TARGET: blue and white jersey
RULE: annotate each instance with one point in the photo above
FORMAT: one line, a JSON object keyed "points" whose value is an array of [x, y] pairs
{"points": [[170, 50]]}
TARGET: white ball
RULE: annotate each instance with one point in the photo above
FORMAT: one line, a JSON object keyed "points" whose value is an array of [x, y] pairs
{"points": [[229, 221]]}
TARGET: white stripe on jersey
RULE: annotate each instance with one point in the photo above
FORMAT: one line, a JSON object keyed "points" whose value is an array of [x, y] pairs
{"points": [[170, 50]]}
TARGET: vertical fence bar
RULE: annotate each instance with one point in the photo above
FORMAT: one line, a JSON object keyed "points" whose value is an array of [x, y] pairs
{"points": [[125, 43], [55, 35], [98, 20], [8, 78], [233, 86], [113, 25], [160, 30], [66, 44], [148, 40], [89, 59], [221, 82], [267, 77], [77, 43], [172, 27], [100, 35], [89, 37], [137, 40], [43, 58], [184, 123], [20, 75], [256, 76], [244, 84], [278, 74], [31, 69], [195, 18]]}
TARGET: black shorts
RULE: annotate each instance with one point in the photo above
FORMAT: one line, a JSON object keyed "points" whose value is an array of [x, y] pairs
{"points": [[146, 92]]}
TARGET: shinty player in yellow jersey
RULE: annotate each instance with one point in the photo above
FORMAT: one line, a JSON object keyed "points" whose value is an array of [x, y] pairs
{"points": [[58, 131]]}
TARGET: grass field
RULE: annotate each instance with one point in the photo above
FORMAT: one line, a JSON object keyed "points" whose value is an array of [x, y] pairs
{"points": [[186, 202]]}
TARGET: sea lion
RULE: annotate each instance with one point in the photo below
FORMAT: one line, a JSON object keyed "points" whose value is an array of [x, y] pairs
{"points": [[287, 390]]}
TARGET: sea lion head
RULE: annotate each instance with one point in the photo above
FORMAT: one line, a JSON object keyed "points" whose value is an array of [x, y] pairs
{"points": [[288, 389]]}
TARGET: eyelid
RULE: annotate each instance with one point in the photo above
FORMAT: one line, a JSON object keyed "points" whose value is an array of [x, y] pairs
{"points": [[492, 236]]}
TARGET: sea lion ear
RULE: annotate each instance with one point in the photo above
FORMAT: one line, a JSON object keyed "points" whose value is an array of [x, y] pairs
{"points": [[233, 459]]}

▸ **STATED GOAL**: Rewrite all of the data above with every "annotate" changed to "mark", keeping everything else the same.

▸ **RESULT OF THE TASK**:
TARGET: blue and white jersey
RULE: mark each instance with one point in the photo above
FORMAT: one line, a JSON object keyed "points" whose value is an array of [x, y] pairs
{"points": [[170, 50]]}
TARGET: white ball
RULE: mark each instance with one point in the photo above
FORMAT: one line, a JSON object keyed "points" whose value is an array of [x, y] pairs
{"points": [[229, 221]]}
TARGET: white stripe on jersey
RULE: mark each instance with one point in the photo above
FORMAT: one line, a JSON object keyed "points" whose value is an array of [x, y] pairs
{"points": [[170, 50]]}
TARGET: vertical fence bar
RULE: mark each instance with one point in the photo above
FORMAT: one line, a JSON object keyed "points" whose value is an array of [x, y] pairs
{"points": [[125, 43], [55, 35], [98, 20], [8, 78], [233, 86], [113, 25], [160, 30], [66, 44], [148, 40], [89, 59], [221, 82], [267, 77], [77, 43], [172, 27], [100, 35], [89, 37], [137, 40], [43, 58], [184, 123], [20, 75], [256, 76], [244, 84], [278, 74], [31, 69], [195, 18]]}
TARGET: black shorts
RULE: mark each instance with one point in the photo above
FORMAT: one line, a JSON object keyed "points" whose value is an array of [x, y] pairs
{"points": [[146, 92]]}
TARGET: shinty player in yellow jersey
RULE: mark each instance with one point in the photo above
FORMAT: one line, a JSON object keyed "points" whose value is an array of [x, y] pairs
{"points": [[58, 131]]}
TARGET: grass field
RULE: mark each instance with one point in the photo above
FORMAT: one line, a JSON object keyed "points" whose value is an array of [x, y] pairs
{"points": [[186, 202]]}
TARGET: sea lion
RULE: mark each instance with one point in the photo below
FORMAT: one line, a JSON object keyed "points" whose value is an array of [x, y] pairs
{"points": [[287, 390]]}
TARGET: sea lion head
RULE: mark each instance with one point in the photo above
FORMAT: one line, a JSON object keyed "points" whose value is an array of [x, y] pairs
{"points": [[288, 389]]}
TARGET: eyelid
RULE: mark each instance with one point in the photo above
FORMAT: one line, a JSON object keyed "points" whose value is an array of [x, y] pairs
{"points": [[492, 236]]}
TARGET: sea lion ear
RULE: mark each instance with one point in the photo above
FORMAT: one line, a JSON object keyed "points" whose value is an array of [x, y] pairs
{"points": [[233, 459]]}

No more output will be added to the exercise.